* 数据
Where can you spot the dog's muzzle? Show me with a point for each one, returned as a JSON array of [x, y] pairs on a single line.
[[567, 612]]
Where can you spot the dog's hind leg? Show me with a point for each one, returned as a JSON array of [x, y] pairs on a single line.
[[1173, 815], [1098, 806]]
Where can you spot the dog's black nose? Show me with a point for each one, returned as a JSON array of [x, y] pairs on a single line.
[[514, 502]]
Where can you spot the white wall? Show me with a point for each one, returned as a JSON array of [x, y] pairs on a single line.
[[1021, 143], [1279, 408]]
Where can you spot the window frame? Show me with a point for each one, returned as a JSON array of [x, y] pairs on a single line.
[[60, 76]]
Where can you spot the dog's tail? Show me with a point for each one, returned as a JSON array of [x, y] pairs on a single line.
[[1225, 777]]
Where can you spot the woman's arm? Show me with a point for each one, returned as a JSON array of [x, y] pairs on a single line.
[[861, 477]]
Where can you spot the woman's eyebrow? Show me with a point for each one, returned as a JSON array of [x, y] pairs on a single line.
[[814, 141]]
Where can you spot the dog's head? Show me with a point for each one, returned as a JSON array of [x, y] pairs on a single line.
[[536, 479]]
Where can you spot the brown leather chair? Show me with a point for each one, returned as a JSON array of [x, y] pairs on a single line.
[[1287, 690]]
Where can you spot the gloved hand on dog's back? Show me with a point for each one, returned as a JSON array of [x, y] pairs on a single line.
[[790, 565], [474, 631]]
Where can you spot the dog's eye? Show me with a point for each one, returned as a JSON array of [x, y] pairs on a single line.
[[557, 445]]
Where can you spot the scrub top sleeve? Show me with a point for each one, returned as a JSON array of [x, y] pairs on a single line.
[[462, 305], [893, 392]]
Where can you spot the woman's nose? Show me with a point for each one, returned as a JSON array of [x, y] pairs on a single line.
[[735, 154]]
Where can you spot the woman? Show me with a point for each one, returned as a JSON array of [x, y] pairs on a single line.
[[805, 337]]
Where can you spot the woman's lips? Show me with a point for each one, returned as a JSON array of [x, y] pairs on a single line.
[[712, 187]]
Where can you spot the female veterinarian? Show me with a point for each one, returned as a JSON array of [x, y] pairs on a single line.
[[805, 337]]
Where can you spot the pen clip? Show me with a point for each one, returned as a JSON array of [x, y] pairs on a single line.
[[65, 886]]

* 简短练习
把上面所有的行逐字照录一遍，不做任何改动。

* 任务输出
Where can you spot the dog's muzzle? Show me with a point for each one, returned as a JSON array of [x, y] pairs on a single line.
[[567, 612]]
Where can you spot the dog's hind leg? Show me with a point for each one, returned as a JSON array of [x, y] pairs on a single line.
[[1173, 815], [1098, 806]]
Where can you spot the dog's black nose? Show me with a point for each one, returned as a JSON array of [x, y] pairs on a single line.
[[514, 502]]
Where can you spot the white wall? Show me with a point for each one, returned as a JSON array of [x, y] pairs on a single line.
[[1021, 143], [1279, 408]]
Where can you spot the window frame? Show me with a point for each one, returned as a JSON array of [x, y] pairs on a single line.
[[60, 76]]
Where can you spot the dog's tail? Show me with a point for each one, returned as a JSON array of [x, y] pairs on a single line.
[[1225, 777]]
Where can you spot the woman's arm? Show me with a point for each one, returned as a JSON array of [x, y] pairs on a single line.
[[861, 477]]
Where can you spot the woman's eyebrow? Show me with a point for each one, returned as a JSON array of [x, y] pairs on a single line.
[[814, 141]]
Where can you spot the dog's head? Show me with a point for each one, returned as a JSON array of [x, y] pairs on a single line.
[[536, 479]]
Where can you spot the brown leather chair? Show me with a point for each one, returned as a JSON array of [x, y] pairs on a single line.
[[1287, 690]]
Where can you spot the gloved hand on dog's back? Show me with a point for each one, returned as a JSON array of [x, y] pairs on a single line.
[[790, 565], [474, 631]]
Where can you spot the dog's eye? Show me with a point for each one, returned as a JSON array of [x, y] pairs on a single line.
[[557, 445]]
Where can you spot the scrub top sleeve? Show me with a point for each one, returned as a JSON array of [x, y] pairs on a single line.
[[462, 305], [893, 392]]
Where can you spot the woman's nose? Show me with a point for each one, returned as a JSON array of [x, y] pairs on a single line.
[[735, 154]]
Where can you spot the woman? Show me with a point for each one, returned as a JSON array of [x, y] pairs on a single line.
[[805, 337]]
Where can you spot the woman's lips? Show me with a point for each one, returned as a JSON array of [x, y] pairs on a single line.
[[712, 187]]
Where can you spot the female veterinarian? Show me with a point for each one, returned as a JSON array of [x, y] pairs on a single line.
[[805, 337]]
Where can you spot the pen clip? Show me with a point for each one, returned as a JSON array of [x, y] pairs on a single line.
[[65, 886]]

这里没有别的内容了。